§ **Article**:

__________

Convert Spark DataFrame to HashMap of HashMaps - scala

I have a dataframe that looks like this:
column1_ID column2 column3 column4
A_123 12 A 1
A_123 12 B 2
A_123 23 A 1
B_456 56 DB 4
B_456 56 BD 5
B_456 60 BD 3
I would like to convert above dataframe/rdd into below OUTPUT column1_ID(KEY): HashMap(Long, HashMap(String, Long))
'A_123': {12 : {'A': 1, 'B': 2}, 23: {'A': 1} },
'B_456': {56 : {'DB': 4, 'BD': 5}, 60: {'BD': 3} }
Tried with reduceByKey and groupByKey but couldn't convert the output as expected.

Can be done with creating complex structure from three last columns, and then apply UDF:
val data = List(
("A_123", 12, "A", 1),
("A_123", 12, "B", 2),
("A_123", 23, "A", 1),
("B_456", 56, "DB", 4),
("B_456", 56, "BD", 5),
("B_456", 60, "BD", 3))
val df = data.toDF("column1_ID", "column2", "column3", "column4")
val twoLastCompacted = df.withColumn("lastTwo", struct($"column3", $"column4"))
twoLastCompacted.show(false)
val grouppedByTwoFirst = twoLastCompacted.groupBy("column1_ID", "column2").agg(collect_list("lastTwo").alias("lastTwoArray"))
grouppedByTwoFirst.show(false)
val treeLastCompacted = grouppedByTwoFirst.withColumn("lastThree", struct($"column2", $"lastTwoArray"))
treeLastCompacted.show(false)
val gruppedByFirst = treeLastCompacted.groupBy("column1_ID").agg(collect_list("lastThree").alias("lastThreeArray"))
gruppedByFirst.printSchema()

__________

Rows from a pointing dataset
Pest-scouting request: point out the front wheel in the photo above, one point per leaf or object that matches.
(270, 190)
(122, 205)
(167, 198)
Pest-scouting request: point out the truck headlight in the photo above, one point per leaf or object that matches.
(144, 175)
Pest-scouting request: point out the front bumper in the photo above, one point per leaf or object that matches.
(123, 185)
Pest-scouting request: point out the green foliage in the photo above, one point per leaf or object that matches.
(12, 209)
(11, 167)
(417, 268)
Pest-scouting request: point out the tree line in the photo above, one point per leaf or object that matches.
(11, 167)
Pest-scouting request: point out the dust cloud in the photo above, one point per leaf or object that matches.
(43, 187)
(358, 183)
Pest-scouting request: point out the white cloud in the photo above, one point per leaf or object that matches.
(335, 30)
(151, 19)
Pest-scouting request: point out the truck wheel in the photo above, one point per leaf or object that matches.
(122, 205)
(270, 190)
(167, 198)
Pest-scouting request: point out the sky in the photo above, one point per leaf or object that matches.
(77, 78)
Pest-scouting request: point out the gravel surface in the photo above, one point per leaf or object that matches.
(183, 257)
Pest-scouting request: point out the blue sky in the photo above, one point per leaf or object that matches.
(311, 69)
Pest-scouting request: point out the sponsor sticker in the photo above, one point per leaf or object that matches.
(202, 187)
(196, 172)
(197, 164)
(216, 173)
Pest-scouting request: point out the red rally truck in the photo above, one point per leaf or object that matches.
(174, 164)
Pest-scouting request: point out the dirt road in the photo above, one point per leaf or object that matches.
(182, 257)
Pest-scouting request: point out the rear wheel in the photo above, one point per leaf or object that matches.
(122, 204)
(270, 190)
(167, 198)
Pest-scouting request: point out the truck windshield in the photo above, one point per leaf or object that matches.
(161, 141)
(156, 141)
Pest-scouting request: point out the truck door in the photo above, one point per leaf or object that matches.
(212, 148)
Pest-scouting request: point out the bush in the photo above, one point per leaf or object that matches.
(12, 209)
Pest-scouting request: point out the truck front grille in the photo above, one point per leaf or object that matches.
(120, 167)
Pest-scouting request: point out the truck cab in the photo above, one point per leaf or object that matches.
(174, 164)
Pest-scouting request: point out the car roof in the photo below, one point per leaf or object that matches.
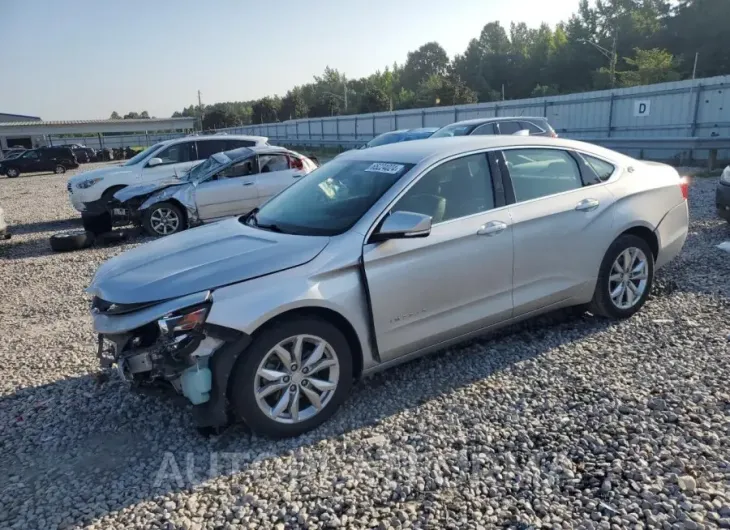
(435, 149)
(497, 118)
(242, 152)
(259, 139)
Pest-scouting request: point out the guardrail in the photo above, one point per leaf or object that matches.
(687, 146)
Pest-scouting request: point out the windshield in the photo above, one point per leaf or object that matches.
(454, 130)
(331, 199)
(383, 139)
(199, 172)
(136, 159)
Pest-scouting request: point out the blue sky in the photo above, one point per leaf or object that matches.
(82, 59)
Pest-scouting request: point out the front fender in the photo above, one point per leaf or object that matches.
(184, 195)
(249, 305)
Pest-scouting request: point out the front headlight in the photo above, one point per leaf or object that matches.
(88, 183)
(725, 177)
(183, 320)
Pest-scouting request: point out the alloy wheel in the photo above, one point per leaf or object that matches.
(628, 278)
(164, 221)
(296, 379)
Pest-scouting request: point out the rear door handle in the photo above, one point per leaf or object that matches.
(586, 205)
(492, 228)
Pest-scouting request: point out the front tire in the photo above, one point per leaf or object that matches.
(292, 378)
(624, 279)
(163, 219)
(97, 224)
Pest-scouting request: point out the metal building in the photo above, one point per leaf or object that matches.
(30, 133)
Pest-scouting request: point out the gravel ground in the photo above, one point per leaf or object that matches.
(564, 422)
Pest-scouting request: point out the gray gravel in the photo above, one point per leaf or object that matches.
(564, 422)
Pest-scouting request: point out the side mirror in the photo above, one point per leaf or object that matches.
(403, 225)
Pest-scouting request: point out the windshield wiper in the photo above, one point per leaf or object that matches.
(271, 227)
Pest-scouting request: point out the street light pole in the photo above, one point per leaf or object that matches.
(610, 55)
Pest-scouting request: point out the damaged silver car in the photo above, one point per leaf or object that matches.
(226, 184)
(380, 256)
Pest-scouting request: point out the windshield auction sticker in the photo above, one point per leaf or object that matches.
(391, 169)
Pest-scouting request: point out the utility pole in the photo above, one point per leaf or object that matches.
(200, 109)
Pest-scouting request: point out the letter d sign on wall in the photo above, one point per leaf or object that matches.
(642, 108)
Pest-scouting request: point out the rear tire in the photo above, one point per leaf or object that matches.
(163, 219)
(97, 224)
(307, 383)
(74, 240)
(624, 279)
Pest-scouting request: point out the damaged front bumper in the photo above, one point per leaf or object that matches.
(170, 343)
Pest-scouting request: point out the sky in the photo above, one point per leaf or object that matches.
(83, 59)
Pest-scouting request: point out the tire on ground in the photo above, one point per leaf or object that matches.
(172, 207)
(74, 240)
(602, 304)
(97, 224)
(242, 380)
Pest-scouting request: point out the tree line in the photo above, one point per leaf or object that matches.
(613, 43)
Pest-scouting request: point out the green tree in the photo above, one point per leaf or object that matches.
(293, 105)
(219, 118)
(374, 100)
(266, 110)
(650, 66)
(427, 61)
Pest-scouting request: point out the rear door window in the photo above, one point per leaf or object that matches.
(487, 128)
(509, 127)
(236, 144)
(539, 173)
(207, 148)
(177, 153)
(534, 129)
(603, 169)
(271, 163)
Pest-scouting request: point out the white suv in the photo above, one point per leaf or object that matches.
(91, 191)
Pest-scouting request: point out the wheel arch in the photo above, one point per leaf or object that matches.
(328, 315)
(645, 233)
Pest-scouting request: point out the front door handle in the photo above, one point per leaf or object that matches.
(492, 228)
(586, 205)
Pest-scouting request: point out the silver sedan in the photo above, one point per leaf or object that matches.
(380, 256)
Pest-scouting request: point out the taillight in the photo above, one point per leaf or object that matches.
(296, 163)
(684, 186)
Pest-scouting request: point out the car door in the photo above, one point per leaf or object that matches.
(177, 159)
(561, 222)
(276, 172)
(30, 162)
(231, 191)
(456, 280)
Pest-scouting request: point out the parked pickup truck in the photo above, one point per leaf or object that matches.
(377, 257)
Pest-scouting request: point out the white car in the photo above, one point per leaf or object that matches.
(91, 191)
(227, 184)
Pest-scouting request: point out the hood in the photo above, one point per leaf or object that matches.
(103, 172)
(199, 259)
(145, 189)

__________

§ **Set of tasks**:
1/ Echo the Spark DataFrame thread word for word, from "Can be done" up to and including "grouppedByTwoFirst.show(false)".
2/ Answer these questions about the Spark DataFrame thread:
(a) Which two functions did the asker try before posting?
(b) What name does the reply give to the struct built from column3 and column4?
(c) What alias does the reply give to the list collected when grouping by column1_ID alone?
None of these records matter here.

§ **Responses to the tasks**:
1/
Can be done with creating complex structure from three last columns, and then apply UDF:
val data = List(
("A_123", 12, "A", 1),
("A_123", 12, "B", 2),
("A_123", 23, "A", 1),
("B_456", 56, "DB", 4),
("B_456", 56, "BD", 5),
("B_456", 60, "BD", 3))
val df = data.toDF("column1_ID", "column2", "column3", "column4")
val twoLastCompacted = df.withColumn("lastTwo", struct($"column3", $"column4"))
twoLastCompacted.show(false)
val grouppedByTwoFirst = twoLastCompacted.groupBy("column1_ID", "column2").agg(collect_list("lastTwo").alias("lastTwoArray"))
grouppedByTwoFirst.show(false)

2/
(a) reduceByKey and groupByKey
(b) lastTwo
(c) lastThreeArray